Task details:
Return the stretch of the records from their start through the line containing "Target: thin twig", word for word and with both ends included.

Data extract:
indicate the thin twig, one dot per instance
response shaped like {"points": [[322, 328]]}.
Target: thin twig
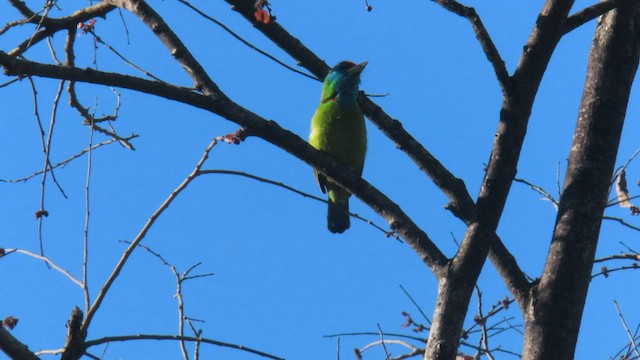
{"points": [[109, 339], [85, 261], [540, 190], [384, 347], [621, 221], [287, 187], [415, 304], [239, 38], [127, 61], [632, 340], [489, 48], [48, 261], [68, 160], [125, 256], [587, 14]]}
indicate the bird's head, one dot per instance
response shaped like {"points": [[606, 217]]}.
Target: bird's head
{"points": [[341, 84]]}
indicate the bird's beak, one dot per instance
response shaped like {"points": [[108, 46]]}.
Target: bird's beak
{"points": [[356, 70]]}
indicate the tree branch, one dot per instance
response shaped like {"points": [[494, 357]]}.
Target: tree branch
{"points": [[257, 126], [489, 48], [460, 202], [587, 14], [14, 348], [109, 339]]}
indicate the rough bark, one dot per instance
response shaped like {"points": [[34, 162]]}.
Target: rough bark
{"points": [[13, 348], [552, 319], [457, 282]]}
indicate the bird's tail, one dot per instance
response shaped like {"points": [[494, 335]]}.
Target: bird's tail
{"points": [[338, 217]]}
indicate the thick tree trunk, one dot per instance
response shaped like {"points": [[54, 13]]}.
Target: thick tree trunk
{"points": [[553, 316]]}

Response:
indicate the thin twig, one dot per instance
response shaped like {"points": [[322, 328]]}.
Target: thin twig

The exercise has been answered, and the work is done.